*Text block*:
______________________________
French naval officer and explorer

Louis-Isidore Duperrey (/fr/; 21 October 1786 – 25 August 1865) was a French naval officer and explorer.

==Biography==

===Early life===
Louis-Isidore Duperrey was born in 1786.

===Career===
He joined the navy in 1802, and served as marine hydrologist to Louis Claude de Saulces de Freycinet aboard the Uranie (1817–1820). He commanded La Coquille on its circumnavigation of the earth (1822–1825) with Jules Dumont d'Urville as second. René-Primevère Lesson also travelled on La Coquille as a naval doctor and naturalist. On the return to France in March 1825, Lesson and Dumont brought back to France an imposing collection of animals and plants collected on the Falkland Islands, on the coasts of Chile and Peru, in the archipelagos of the Pacific and New Zealand, New Guinea and Australia.

During the voyage the ship spend two weeks in the Bay of Islands in the north of New Zealand in 1824 and visited for ten days on l'île d'Oualan, now Kosrae, contemporary Federated States of Micronesia, that same year. On the return voyage to France the ship sailed through the Ellice Islands (now known as Tuvalu).

He was the first to put together on a map the whole Gilbert Islands archipelago, which are now part of Kiribati (with the name given to it by Admiral Krusenstern).

Duperrey was elected a Foreign Honorary Member of the American Academy of Arts and Sciences in 1861. Duperrey was elected to the Académie des Sciences as a general member in 1842, elected vice president in 1849 and became its president in 1850.

===Death===
He died in 1865.

==Legacy==
The Australian eastern three-lined skink, Bassiana duperreyi (Gray, 1838), was named in his honour.

Two plant genera have been named in his honour: Duperrea (in 1924 ) and Duperreya from Australia (in 1829 ).
______________________________
*Instructions*:
**A.** From the article on Louis-Isidore Duperrey, list every species or genus named in his honor.
**B.** Write out the passage from the article on Louis-Isidore Duperrey starting at "He was the first" and ending at "president in 1850.", word for word.

*Raw data*:
______________________________
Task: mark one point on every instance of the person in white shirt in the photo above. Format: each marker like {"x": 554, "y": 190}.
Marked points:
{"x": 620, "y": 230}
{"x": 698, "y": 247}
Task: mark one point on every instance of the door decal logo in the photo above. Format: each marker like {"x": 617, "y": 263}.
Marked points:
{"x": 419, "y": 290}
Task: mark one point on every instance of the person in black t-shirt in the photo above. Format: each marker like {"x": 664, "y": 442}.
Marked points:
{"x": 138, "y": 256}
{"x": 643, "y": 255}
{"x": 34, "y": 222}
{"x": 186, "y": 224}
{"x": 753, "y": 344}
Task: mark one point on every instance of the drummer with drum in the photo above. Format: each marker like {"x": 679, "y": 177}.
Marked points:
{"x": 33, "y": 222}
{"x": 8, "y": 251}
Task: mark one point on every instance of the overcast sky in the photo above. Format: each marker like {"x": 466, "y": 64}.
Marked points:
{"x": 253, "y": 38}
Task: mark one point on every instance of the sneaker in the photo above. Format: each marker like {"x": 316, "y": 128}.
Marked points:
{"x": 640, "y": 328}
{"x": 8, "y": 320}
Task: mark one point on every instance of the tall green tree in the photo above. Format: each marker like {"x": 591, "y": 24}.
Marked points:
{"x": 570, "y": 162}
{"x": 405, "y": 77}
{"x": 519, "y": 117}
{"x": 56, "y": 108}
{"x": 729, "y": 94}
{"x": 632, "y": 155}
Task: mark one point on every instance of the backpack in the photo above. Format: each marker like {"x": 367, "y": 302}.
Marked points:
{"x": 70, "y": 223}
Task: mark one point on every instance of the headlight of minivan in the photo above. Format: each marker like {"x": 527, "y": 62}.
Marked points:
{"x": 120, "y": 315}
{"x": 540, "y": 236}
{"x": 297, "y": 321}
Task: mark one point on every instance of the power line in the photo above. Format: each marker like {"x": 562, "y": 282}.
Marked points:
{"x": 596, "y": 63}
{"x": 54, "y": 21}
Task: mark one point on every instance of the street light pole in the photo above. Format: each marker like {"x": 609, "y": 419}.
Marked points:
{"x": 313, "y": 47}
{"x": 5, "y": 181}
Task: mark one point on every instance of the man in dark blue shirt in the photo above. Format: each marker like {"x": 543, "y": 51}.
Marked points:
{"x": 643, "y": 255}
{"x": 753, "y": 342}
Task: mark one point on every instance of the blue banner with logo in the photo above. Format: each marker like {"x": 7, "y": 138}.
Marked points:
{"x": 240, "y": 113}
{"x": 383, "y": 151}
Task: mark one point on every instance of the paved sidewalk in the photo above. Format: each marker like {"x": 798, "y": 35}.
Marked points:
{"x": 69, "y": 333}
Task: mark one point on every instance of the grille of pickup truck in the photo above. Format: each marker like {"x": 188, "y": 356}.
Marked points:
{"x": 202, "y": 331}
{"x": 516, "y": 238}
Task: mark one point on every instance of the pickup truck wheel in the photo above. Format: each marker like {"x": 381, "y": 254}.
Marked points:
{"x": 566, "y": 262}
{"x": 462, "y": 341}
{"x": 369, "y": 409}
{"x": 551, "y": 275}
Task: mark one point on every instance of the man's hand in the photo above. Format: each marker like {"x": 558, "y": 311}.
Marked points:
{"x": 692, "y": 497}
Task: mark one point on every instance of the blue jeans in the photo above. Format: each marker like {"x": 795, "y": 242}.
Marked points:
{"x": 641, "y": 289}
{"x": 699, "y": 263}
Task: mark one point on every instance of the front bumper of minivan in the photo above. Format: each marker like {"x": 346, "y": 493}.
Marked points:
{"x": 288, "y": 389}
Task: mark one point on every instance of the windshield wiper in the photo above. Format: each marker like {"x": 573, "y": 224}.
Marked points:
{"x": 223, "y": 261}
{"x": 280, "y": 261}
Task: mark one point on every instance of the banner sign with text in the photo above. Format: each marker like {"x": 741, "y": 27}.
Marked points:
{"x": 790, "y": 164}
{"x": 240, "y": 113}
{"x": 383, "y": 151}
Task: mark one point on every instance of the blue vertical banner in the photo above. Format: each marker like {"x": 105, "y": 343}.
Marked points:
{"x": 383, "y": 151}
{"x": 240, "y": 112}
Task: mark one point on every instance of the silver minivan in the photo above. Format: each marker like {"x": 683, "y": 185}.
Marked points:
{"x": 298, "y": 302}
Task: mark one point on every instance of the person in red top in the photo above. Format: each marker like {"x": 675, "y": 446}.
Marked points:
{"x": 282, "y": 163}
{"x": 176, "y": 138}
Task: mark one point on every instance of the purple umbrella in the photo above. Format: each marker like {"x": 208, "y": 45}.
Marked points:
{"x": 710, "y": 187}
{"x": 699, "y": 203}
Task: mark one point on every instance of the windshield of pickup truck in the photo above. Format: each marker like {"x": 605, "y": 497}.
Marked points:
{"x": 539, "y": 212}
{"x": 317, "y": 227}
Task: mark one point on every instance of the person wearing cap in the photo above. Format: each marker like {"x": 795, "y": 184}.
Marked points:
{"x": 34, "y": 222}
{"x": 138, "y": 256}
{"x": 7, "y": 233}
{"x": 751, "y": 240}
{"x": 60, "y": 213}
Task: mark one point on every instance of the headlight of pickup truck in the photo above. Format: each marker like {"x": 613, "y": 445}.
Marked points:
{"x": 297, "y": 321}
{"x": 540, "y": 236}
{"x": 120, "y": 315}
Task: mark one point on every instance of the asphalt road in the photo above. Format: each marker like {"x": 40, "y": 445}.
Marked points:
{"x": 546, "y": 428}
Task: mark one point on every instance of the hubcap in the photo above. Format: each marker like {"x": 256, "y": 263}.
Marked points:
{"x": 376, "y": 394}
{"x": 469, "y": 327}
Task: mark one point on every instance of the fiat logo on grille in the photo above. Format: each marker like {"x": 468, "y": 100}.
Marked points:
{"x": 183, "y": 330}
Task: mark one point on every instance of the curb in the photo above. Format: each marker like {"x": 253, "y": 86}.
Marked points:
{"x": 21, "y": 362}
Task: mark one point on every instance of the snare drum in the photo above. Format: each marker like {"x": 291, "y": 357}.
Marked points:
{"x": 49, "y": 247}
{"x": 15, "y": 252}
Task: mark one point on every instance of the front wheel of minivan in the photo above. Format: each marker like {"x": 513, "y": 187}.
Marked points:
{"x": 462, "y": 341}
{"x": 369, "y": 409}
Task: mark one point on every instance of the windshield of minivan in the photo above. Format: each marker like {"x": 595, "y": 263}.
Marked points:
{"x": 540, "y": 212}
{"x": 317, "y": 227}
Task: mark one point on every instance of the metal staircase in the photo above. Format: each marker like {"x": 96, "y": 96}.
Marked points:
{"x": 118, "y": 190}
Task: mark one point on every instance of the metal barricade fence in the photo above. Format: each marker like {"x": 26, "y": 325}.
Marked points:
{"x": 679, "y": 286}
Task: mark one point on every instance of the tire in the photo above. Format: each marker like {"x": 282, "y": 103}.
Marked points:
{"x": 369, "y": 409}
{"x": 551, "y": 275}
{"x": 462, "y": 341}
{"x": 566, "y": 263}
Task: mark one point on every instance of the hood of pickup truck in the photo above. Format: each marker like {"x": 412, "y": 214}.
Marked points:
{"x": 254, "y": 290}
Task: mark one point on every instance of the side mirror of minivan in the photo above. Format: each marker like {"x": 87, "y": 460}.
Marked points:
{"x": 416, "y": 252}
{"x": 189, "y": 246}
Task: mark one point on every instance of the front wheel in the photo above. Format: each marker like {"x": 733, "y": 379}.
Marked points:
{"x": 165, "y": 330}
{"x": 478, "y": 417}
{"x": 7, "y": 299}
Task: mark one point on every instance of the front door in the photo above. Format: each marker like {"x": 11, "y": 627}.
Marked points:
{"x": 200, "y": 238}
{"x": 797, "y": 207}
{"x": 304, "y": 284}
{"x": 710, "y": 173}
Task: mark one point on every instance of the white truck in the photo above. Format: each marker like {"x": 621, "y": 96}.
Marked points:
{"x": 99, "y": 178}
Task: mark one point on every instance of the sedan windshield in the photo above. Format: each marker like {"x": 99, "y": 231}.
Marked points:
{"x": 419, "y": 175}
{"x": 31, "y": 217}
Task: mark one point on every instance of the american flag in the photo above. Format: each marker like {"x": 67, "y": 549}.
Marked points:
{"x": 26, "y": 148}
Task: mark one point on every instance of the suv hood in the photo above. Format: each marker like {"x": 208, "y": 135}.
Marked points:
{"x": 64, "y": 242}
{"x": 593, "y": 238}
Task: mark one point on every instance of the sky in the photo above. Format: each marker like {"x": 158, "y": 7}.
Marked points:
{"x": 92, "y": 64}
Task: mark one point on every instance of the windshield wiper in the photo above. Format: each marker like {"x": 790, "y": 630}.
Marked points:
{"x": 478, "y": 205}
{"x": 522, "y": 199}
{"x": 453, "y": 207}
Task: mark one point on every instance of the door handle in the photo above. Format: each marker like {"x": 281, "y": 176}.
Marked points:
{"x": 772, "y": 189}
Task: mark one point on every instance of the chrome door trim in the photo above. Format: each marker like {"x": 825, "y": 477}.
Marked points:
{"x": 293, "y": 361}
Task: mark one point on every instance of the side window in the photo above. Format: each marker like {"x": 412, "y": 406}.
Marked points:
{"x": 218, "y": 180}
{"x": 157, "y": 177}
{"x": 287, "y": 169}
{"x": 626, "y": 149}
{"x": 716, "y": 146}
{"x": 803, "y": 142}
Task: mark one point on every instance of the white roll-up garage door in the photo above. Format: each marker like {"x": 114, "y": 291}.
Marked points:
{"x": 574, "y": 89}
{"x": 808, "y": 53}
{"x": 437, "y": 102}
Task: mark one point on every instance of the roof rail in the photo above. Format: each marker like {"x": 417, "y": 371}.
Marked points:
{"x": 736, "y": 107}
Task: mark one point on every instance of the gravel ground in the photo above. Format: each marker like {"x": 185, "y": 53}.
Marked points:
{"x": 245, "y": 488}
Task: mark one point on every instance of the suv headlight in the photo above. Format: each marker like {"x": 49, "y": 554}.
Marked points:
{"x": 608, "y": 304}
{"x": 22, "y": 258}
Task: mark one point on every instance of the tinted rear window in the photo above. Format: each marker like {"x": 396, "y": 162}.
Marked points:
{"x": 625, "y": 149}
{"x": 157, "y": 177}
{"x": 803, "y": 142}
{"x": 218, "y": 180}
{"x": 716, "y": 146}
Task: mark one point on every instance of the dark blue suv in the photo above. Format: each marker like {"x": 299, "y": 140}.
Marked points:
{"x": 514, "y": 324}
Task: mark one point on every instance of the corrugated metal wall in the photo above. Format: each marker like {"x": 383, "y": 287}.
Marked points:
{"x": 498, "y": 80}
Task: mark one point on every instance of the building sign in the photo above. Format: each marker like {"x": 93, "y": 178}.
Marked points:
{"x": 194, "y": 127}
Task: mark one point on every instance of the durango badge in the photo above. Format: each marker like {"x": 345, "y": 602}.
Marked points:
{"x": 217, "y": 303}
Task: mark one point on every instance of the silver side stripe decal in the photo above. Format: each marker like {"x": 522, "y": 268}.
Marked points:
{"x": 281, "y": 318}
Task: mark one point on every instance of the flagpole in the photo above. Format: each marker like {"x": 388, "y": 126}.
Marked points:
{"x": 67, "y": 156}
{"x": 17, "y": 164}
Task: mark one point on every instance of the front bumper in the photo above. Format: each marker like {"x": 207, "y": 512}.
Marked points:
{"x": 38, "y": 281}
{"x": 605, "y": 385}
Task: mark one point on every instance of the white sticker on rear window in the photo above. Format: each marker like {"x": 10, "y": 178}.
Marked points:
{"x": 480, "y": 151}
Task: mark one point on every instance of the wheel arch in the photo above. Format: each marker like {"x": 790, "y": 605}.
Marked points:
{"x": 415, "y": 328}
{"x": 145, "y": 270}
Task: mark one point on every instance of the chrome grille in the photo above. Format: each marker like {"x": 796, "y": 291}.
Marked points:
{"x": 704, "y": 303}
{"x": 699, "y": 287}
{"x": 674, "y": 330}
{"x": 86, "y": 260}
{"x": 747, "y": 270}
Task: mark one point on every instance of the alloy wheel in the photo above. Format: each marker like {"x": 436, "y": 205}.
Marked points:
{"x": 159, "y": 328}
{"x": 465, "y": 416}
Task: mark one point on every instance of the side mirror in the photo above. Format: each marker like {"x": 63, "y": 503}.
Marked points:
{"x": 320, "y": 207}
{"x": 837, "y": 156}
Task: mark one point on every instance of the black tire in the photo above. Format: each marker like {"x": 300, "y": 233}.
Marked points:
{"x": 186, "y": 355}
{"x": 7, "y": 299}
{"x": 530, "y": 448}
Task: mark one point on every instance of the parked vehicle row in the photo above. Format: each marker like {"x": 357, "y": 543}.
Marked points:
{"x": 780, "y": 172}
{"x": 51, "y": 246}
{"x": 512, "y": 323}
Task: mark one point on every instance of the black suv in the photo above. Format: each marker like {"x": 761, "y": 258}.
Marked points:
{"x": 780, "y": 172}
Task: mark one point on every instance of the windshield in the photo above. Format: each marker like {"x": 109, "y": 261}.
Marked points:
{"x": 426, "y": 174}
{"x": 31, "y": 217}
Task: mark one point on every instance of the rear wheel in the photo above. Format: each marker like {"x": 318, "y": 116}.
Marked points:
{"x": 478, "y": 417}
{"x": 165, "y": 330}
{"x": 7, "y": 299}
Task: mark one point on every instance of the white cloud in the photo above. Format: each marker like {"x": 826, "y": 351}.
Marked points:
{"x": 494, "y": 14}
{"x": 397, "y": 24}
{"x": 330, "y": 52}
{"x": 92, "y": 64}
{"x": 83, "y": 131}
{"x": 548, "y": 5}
______________________________
*Expected outputs*:
**A.**
- Bassiana duperreyi (the Australian eastern three-lined skink)
- Duperrea
- Duperreya

**B.**
He was the first to put together on a map the whole Gilbert Islands archipelago, which are now part of Kiribati (with the name given to it by Admiral Krusenstern).

Duperrey was elected a Foreign Honorary Member of the American Academy of Arts and Sciences in 1861. Duperrey was elected to the Académie des Sciences as a general member in 1842, elected vice president in 1849 and became its president in 1850.